[Object pointing dataset rows]
** START **

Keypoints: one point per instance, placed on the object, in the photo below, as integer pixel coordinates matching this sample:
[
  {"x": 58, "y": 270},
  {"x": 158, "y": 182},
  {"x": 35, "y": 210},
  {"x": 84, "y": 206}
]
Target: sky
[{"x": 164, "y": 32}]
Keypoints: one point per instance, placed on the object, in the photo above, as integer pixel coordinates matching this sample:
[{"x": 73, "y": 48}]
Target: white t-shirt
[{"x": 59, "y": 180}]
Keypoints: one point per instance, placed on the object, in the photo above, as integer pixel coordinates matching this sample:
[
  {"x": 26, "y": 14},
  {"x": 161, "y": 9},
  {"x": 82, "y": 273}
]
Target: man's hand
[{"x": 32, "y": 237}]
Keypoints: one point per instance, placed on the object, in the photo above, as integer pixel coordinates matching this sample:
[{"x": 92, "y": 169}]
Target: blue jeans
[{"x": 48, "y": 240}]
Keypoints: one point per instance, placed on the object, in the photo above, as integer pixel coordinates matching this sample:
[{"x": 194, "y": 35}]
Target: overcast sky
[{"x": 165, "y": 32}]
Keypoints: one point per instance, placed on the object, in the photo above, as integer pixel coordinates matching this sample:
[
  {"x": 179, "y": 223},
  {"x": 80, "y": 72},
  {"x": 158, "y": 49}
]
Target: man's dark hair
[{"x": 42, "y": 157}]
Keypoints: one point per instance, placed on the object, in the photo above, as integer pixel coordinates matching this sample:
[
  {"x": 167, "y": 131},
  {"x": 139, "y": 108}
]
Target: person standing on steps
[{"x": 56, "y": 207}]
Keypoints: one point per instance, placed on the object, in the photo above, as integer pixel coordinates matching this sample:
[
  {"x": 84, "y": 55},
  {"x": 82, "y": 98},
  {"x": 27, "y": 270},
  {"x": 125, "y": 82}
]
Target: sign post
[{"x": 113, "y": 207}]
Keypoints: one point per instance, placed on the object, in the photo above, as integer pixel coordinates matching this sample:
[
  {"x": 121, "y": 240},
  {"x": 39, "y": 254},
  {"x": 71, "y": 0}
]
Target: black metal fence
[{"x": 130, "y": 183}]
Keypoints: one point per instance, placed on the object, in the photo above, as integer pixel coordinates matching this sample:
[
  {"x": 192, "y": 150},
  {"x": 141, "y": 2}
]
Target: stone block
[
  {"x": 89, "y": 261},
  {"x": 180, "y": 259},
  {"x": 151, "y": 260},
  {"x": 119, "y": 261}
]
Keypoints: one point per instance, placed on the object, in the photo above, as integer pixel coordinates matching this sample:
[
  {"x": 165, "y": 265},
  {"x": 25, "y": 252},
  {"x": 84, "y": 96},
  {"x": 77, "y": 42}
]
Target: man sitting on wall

** END **

■ **TASK DETAILS**:
Return the whole listing exactly, with every line included.

■ **PROBLEM SOLUTION**:
Keypoints: one point per instance, placed on the object, in the photo below, as integer pixel coordinates matching this sample:
[
  {"x": 58, "y": 270},
  {"x": 158, "y": 182},
  {"x": 35, "y": 210},
  {"x": 84, "y": 206}
]
Target: sky
[{"x": 164, "y": 32}]
Keypoints: one point per instance, placed on the object, in the photo above, as integer pixel coordinates matching this sample:
[{"x": 73, "y": 48}]
Target: white t-shirt
[{"x": 59, "y": 180}]
Keypoints: one point per instance, placed on the object, in the photo above, as integer pixel coordinates matching this sample:
[
  {"x": 26, "y": 14},
  {"x": 161, "y": 9},
  {"x": 82, "y": 273}
]
Target: man's hand
[{"x": 32, "y": 237}]
Keypoints: one point per instance, placed on the object, in the photo above, as integer pixel coordinates matching this sample:
[{"x": 92, "y": 169}]
Target: blue jeans
[{"x": 48, "y": 240}]
Keypoints: one point per instance, placed on the object, in the photo above, as integer pixel coordinates matching this sample:
[{"x": 194, "y": 35}]
Target: overcast sky
[{"x": 165, "y": 32}]
Keypoints: one point per instance, placed on the object, in the photo above, as integer pixel coordinates matching this sample:
[
  {"x": 179, "y": 223},
  {"x": 80, "y": 72},
  {"x": 158, "y": 49}
]
Target: man's dark hair
[{"x": 42, "y": 157}]
Keypoints: one point per instance, placed on the object, in the photo above, as integer pixel coordinates matching this sample:
[
  {"x": 167, "y": 131},
  {"x": 139, "y": 108}
]
Target: person standing on steps
[{"x": 56, "y": 207}]
Keypoints: one point per instance, placed on the object, in the photo above, as integer pixel coordinates matching this sample:
[
  {"x": 84, "y": 55},
  {"x": 82, "y": 98},
  {"x": 27, "y": 270},
  {"x": 125, "y": 82}
]
Target: sign post
[{"x": 113, "y": 207}]
Keypoints: one point per instance, placed on the object, in the photo above, as integer pixel coordinates matching this sample:
[
  {"x": 121, "y": 240},
  {"x": 39, "y": 254},
  {"x": 71, "y": 0}
]
Target: black metal fence
[{"x": 130, "y": 183}]
Keypoints: one point per instance, placed on the object, in the photo above, as integer pixel coordinates matching this sample:
[
  {"x": 192, "y": 150},
  {"x": 141, "y": 2}
]
Target: stone block
[
  {"x": 89, "y": 261},
  {"x": 180, "y": 259},
  {"x": 151, "y": 260},
  {"x": 119, "y": 261}
]
Keypoints: one point per instance, placed on the object, in the photo above, as integer pixel coordinates matching this sample:
[
  {"x": 165, "y": 265},
  {"x": 25, "y": 252},
  {"x": 84, "y": 96},
  {"x": 77, "y": 42}
]
Target: man sitting on wall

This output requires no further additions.